* **TASK**: Word for word, copy the records that follow.

[Spatial localization data]
----------

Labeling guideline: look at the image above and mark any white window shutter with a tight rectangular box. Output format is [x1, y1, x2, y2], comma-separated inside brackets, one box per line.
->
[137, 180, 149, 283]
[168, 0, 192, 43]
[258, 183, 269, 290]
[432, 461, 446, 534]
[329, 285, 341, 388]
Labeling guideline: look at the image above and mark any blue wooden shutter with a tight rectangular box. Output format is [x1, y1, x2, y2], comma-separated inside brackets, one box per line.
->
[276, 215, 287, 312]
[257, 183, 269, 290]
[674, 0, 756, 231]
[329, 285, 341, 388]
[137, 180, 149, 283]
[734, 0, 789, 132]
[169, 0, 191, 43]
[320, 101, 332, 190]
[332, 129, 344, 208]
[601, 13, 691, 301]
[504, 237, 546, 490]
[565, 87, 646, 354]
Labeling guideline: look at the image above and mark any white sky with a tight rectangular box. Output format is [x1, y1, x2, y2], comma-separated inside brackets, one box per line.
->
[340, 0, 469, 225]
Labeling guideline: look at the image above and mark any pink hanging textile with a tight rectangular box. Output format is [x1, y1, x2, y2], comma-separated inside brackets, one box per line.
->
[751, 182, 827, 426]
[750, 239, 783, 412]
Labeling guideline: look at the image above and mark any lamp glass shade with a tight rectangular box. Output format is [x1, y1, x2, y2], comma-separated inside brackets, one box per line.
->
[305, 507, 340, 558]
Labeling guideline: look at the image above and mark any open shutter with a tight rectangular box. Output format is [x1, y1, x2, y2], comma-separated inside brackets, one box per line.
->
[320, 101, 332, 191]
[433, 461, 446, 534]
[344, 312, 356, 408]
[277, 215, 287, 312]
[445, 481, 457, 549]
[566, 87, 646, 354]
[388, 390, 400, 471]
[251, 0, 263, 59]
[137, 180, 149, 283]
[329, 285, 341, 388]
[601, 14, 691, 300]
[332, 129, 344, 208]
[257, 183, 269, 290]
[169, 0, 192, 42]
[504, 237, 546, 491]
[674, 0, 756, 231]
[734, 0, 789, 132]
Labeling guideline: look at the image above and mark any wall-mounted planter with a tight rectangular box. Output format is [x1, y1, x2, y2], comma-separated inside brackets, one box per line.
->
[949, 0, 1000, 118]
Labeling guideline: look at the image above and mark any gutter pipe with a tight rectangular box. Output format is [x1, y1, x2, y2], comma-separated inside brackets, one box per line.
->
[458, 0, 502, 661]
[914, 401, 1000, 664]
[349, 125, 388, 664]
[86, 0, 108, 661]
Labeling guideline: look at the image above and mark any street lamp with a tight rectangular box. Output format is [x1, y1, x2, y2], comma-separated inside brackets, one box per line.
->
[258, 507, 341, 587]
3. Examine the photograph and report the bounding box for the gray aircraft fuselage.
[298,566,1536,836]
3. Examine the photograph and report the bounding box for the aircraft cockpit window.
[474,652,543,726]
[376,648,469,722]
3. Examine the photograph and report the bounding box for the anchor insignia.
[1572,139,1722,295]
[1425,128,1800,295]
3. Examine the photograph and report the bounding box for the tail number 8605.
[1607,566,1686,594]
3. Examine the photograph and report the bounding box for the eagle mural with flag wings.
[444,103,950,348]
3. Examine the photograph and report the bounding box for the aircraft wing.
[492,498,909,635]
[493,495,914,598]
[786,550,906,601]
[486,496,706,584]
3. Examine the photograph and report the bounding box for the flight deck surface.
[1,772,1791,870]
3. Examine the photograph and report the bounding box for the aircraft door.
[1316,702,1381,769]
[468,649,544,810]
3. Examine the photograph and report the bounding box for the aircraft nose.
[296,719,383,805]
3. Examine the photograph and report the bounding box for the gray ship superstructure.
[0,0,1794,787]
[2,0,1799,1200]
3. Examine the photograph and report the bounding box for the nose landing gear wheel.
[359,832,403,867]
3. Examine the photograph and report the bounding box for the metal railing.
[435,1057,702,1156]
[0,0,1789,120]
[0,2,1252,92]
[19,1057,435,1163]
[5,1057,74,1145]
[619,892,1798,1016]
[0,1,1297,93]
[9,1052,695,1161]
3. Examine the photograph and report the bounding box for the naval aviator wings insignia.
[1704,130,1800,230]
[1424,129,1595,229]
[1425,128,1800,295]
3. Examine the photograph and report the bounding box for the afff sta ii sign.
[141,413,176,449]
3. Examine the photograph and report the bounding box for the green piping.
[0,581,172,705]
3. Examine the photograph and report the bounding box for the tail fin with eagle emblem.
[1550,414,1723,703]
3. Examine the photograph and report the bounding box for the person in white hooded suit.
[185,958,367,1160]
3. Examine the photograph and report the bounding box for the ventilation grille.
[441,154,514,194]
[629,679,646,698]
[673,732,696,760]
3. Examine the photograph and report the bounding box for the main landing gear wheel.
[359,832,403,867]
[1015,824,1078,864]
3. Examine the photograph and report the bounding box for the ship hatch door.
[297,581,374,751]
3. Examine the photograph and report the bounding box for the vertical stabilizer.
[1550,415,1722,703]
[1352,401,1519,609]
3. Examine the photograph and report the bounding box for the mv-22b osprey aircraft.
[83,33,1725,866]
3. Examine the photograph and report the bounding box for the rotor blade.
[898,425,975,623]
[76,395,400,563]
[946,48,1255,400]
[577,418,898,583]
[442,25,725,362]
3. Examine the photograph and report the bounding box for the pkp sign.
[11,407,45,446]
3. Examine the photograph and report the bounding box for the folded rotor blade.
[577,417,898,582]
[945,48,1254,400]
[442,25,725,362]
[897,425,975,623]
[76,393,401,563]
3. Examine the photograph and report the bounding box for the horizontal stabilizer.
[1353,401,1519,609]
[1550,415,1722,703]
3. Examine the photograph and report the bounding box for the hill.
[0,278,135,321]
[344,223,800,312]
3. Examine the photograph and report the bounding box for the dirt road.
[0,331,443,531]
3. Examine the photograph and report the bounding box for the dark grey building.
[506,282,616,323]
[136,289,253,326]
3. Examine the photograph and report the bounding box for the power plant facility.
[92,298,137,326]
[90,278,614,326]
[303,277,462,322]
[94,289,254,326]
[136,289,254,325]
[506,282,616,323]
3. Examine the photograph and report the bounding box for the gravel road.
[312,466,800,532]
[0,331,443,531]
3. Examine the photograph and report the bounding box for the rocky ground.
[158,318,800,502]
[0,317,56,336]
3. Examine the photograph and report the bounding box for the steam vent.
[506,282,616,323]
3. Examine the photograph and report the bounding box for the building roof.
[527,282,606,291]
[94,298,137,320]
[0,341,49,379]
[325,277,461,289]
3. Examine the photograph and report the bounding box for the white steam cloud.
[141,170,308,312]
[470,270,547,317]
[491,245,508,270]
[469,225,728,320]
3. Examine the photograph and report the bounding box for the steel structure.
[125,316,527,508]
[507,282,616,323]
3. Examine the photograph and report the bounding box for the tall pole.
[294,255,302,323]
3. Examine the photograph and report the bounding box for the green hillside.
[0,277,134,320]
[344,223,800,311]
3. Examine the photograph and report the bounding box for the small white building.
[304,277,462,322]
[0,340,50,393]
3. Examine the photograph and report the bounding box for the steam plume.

----------

* **SOLUTION TO THIS TASK**:
Labeling guideline: look at the image above and mark any white window shutter with a tight rectangular box. Output format is [x1, y1, x2, y2], comma-separated inside brackets, one box per line.
->
[137, 180, 149, 283]
[168, 0, 192, 43]
[258, 183, 269, 290]
[432, 461, 446, 534]
[329, 285, 341, 388]
Labeling guideline: look at the image above and mark any blue wooden shutter with a tight rectangular box. Output format is [x1, y1, x2, y2], comma-separated inside brackets, one box per line.
->
[276, 215, 287, 312]
[257, 183, 269, 290]
[674, 0, 756, 231]
[329, 285, 341, 388]
[137, 180, 149, 283]
[734, 0, 789, 132]
[169, 0, 191, 43]
[320, 101, 332, 190]
[332, 129, 344, 208]
[601, 13, 691, 301]
[504, 237, 546, 490]
[565, 87, 646, 354]
Labeling guideline: look at the image above and mark any white sky with a tight rectangular box. Output format is [x1, y1, x2, y2], comma-separated inside brackets, one box per line.
->
[340, 0, 469, 225]
Labeling guideline: look at the image above and mark any pink hanging textile with a tight rectangular box. Output format is [x1, y1, x2, y2], comma-separated inside brackets, one box per line.
->
[751, 182, 827, 426]
[750, 239, 783, 412]
Labeling guideline: look at the image above and mark any lamp glass shade with a tight rectangular box. Output format is [x1, y1, x2, y2], comma-separated inside brackets, one box per line.
->
[305, 507, 340, 558]
Labeling guideline: look at the image above and mark any open shutter with a tight rectangular box. Output format is [x1, y1, x2, y2], comma-separated inside brackets, one box per line.
->
[320, 101, 332, 191]
[433, 461, 446, 534]
[344, 312, 356, 408]
[277, 215, 287, 312]
[445, 481, 457, 549]
[566, 87, 646, 354]
[388, 390, 400, 471]
[251, 0, 263, 59]
[137, 180, 149, 283]
[329, 285, 341, 388]
[601, 14, 691, 300]
[332, 129, 344, 208]
[257, 183, 269, 290]
[169, 0, 192, 42]
[504, 237, 546, 491]
[674, 0, 756, 231]
[734, 0, 789, 132]
Labeling guideline: look at the image above and mark any wall-mounted planter with a tight rectangular box. Output format is [x1, y1, x2, y2], comma-separated inside brackets, one box per line.
->
[949, 0, 1000, 118]
Labeling guideline: look at the image above and mark any gutter pipe with a tight rectangular box. Output format is [x1, y1, x2, y2], comma-separated inside brackets, one box per line.
->
[458, 0, 502, 661]
[914, 401, 1000, 664]
[349, 125, 388, 664]
[86, 0, 108, 661]
Labeling guideline: look at the image above and mark any street lamp with a tight rectangular box. Output format is [x1, y1, x2, y2], comma-separated inside brackets, one box per line.
->
[258, 507, 341, 587]
3. Examine the photograph and report the bounding box for the gray aircraft fuselage.
[298,566,1536,836]
3. Examine the photograph and report the bounding box for the aircraft cockpit window.
[474,652,543,726]
[376,648,469,722]
3. Examine the photograph and report the bounding box for the anchor insignia.
[1572,139,1722,295]
[1425,128,1800,295]
3. Examine the photograph and report the bounding box for the tail number 8605.
[1607,566,1686,594]
3. Examine the photograph and report the bounding box for the eagle mural with flag wings.
[444,103,950,348]
3. Examine the photograph and report the bounding box for the aircraft wing.
[492,498,909,635]
[493,495,914,598]
[786,550,906,601]
[486,496,706,584]
3. Examine the photograph and report the bounding box for the flight deck surface.
[1,772,1791,870]
3. Examine the photograph and report the bounding box for the aircraft door.
[1316,702,1381,769]
[468,649,544,810]
3. Examine the photograph and report the bounding box for the aircraft nose.
[296,719,383,805]
3. Examine the photograph and report the bounding box for the gray ship superstructure.
[0,0,1794,787]
[2,0,1799,1200]
3. Examine the photograph and report the bounding box for the nose landing gear wheel.
[359,832,403,867]
3. Examine the photograph and report the bounding box for the metal railing.
[435,1057,702,1156]
[0,0,1789,120]
[0,2,1252,92]
[19,1057,435,1163]
[5,1057,74,1145]
[619,892,1798,1016]
[0,1,1297,93]
[9,1052,695,1161]
3. Examine the photograph and report the bounding box for the naval aviator wings insignia.
[1704,130,1800,230]
[1424,129,1595,229]
[1425,128,1800,295]
3. Examine the photograph and report the bounding box for the afff sta ii sign.
[141,413,176,449]
3. Examine the photograph and report the bounding box for the green piping.
[0,581,172,705]
3. Examine the photograph and report the bounding box for the tail fin with eagle emblem.
[1550,414,1723,703]
3. Examine the photograph and report the bounding box for the person in white hooded suit.
[185,958,367,1160]
3. Examine the photograph and report the bounding box for the ventilation grille.
[441,154,514,194]
[629,679,646,698]
[673,732,696,760]
3. Examine the photograph and report the bounding box for the main landing gear wheel.
[359,832,403,867]
[1015,824,1078,864]
3. Examine the photograph and report the bounding box for the ship hatch door.
[297,581,374,751]
3. Examine the photograph and report the bounding box for the vertical stabilizer.
[1550,415,1722,703]
[1352,401,1519,609]
3. Examine the photograph and report the bounding box for the mv-22b osprey aircraft.
[83,33,1725,866]
3. Examine the photograph and report the bounding box for the rotor blade.
[898,425,975,623]
[76,395,400,563]
[946,48,1255,400]
[577,418,898,583]
[442,25,725,362]
3. Examine the photograph and report the bounding box for the pkp sign.
[11,407,45,446]
3. Examine the photograph and report the bounding box for the folded rotor blade.
[577,417,898,582]
[945,48,1254,400]
[442,25,725,362]
[897,425,975,623]
[76,393,401,563]
3. Examine the photograph and report the bounding box for the horizontal stabilizer.
[1353,401,1519,609]
[1550,415,1722,703]
3. Examine the photograph and report the bounding box for the hill.
[0,278,135,321]
[344,223,800,312]
3. Examine the photograph and report the bounding box for the dirt road.
[0,331,443,531]
3. Examine the photograph and report the bounding box for the dark grey building.
[506,282,616,323]
[136,289,253,326]
3. Examine the photograph and report the bounding box for the power plant facility.
[92,298,137,326]
[90,278,614,326]
[303,277,462,322]
[94,289,254,326]
[136,289,254,325]
[506,282,616,323]
3. Examine the photograph and report the bounding box for the gravel road.
[312,466,800,532]
[0,331,443,531]
3. Examine the photograph and report the bounding box for the rocky ground.
[158,318,800,502]
[0,317,56,336]
3. Examine the photograph and report the bounding box for the steam vent.
[506,282,616,323]
3. Examine the photograph and report the bounding box for the building roof.
[527,282,606,291]
[94,298,137,320]
[0,341,49,379]
[325,277,461,289]
3. Examine the photograph and report the bounding box for the white steam cloud.
[141,170,308,312]
[470,270,547,317]
[491,245,508,270]
[469,225,728,320]
3. Examine the photograph and report the bounding box for the steel structure.
[125,316,527,508]
[507,282,616,323]
3. Examine the photograph and report the bounding box for the tall pole.
[294,255,302,323]
3. Examine the photograph and report the bounding box for the green hillside.
[0,277,134,320]
[344,223,800,311]
3. Examine the photograph and report the bounding box for the small white building.
[304,277,462,322]
[0,340,50,393]
3. Examine the photograph and report the bounding box for the steam plume.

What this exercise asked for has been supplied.